START Selected passage

Okay, so let’s start with the obvious. The big bang is not dead. Recent observations by the James Webb Space Telescope have not disproven the big bang, despite certain popular articles claiming otherwise. If that’s all you needed to hear, then have a great day. That said, the latest Webb observations do reveal some strange and unexpected things about the universe, and if you’d like to know more, keep reading.
Let’s start with the rumors. What about the new Webb data would suggest the big bang is wrong? The same type of data Hubble gave us years ago. We generally think of evidence for the big bang being centered around two facts: first, that more distant galaxies have a higher redshift than closer ones, and second, that the universe is filled with a cosmic background of microwave radiation. The first suggests that the universe is expanding in all directions, while the second suggests that it was once in a very hot and dense state. These are two of the Three Pillars of data supporting the big bang, the third being the relative abundance of elements in the early universe.
But these observations are just the foundation of the big bang model. We have long since expanded on these to create the standard model of cosmology, also known as the LCDM model. That is a universe that began with the big bang and is filled with matter, dark matter, and dark energy. Everything from the acceleration of cosmic expansion to the clustering of galaxies supports this standard model. And the standard model makes predictions about other observational tests, so we can further prove its validity. That’s where the latest claims of the “big bust” come into play.
One of these secondary tests is known as the Tolman surface brightness test. It was first proposed in the 1930s by Richard C. Tolman and compares the apparent brightness of a galaxy with its apparent size. The ratio of brightness to size is known as surface brightness. Generally, the bigger a galaxy, the brighter it should be, so the surface brightness of every galaxy should be roughly the same. More distant galaxies would appear dimmer, but they’d also have a smaller apparent size, so the surface brightness would still be the same. The Tolman test predicts that in a static, non-expanding universe the surface brightness of all galaxies should be about the same, regardless of distance.
This isn’t what we see. What we observe is that more distant galaxies have a dimmer surface brightness than closer ones. The amount of dimming is proportional to the amount of redshift the galaxy has. You might think this proves that all those distant galaxies are speeding away from us, but it actually doesn’t. If those distant galaxies were speeding away, you’d have two dimming effects. The red shift and the ever-increasing distance. The Tolman test predicts that in a simple expanding universe the surface brightness of galaxies should diminish proportional to both redshift and distance. We only see the effects of redshift.
This fact has led some to propose a static universe where light spontaneously loses energy over time. It’s the so-called tired light hypothesis, and it’s very popular among big bang opponents. If the universe is static and light is tired, then the Tolman test predicts exactly what we observe. Hence no big bang.
Back in 2014, Eric Lerner et al published a paper making exactly this point. It caused a flurry of “Big Bang Dead!” articles in the popular media. The latest claims about Webb killing the big bang began with a popular article by the same Eric Lerner. So here we are. In fairness, back in 2014, the Hubble observations supported Lerner’s claim, and so do the latest Webb observations. But what Lerner conveniently omitted from his paper is that the Hubble and Webb observations also support the LCDM model.

END Selected passage
START Extracted records

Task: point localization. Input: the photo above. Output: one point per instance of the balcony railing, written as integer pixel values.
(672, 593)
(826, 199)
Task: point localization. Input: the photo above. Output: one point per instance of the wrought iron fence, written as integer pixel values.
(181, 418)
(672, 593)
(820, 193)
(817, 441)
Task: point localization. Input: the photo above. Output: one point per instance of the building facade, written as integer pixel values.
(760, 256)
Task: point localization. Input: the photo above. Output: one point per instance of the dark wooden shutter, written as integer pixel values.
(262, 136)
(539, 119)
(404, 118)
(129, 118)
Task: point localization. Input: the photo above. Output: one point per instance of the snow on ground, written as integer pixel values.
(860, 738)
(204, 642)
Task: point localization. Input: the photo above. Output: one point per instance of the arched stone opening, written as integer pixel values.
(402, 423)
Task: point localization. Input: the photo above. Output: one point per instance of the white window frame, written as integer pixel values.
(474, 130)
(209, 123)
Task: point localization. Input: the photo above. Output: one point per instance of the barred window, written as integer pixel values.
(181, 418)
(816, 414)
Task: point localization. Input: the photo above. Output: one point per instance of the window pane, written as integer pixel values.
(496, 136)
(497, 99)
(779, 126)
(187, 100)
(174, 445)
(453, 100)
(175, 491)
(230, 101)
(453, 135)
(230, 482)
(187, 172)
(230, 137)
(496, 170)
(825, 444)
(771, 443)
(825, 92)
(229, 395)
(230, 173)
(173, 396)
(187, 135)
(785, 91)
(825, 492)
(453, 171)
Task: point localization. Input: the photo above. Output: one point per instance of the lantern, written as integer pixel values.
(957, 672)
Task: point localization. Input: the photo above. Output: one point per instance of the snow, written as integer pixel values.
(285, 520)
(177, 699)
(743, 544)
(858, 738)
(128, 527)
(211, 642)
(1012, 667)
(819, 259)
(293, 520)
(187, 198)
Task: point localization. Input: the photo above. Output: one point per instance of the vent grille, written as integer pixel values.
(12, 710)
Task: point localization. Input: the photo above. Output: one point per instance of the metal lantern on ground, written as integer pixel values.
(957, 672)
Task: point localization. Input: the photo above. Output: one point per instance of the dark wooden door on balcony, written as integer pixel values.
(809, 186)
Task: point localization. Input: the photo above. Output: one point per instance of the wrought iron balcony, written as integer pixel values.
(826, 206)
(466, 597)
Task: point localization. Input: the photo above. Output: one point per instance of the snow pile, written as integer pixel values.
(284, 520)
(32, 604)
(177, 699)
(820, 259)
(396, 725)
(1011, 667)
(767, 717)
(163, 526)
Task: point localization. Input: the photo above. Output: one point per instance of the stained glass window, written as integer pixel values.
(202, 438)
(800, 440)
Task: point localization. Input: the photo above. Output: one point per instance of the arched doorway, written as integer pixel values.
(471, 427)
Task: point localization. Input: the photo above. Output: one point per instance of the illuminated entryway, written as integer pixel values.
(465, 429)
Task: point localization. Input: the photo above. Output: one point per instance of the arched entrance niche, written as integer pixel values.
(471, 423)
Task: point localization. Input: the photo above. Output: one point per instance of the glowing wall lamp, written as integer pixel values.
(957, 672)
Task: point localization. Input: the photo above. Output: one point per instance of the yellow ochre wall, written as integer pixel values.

END Extracted records

Your task
Copy the article on the big bang, beginning at the words "One of these" and stopping after "regardless of distance.", and rename "apparent size" to "angular size" throughout. The entries were drawn from a separate source.

Reply to the task
One of these secondary tests is known as the Tolman surface brightness test. It was first proposed in the 1930s by Richard C. Tolman and compares the apparent brightness of a galaxy with its angular size. The ratio of brightness to size is known as surface brightness. Generally, the bigger a galaxy, the brighter it should be, so the surface brightness of every galaxy should be roughly the same. More distant galaxies would appear dimmer, but they’d also have a smaller angular size, so the surface brightness would still be the same. The Tolman test predicts that in a static, non-expanding universe the surface brightness of all galaxies should be about the same, regardless of distance.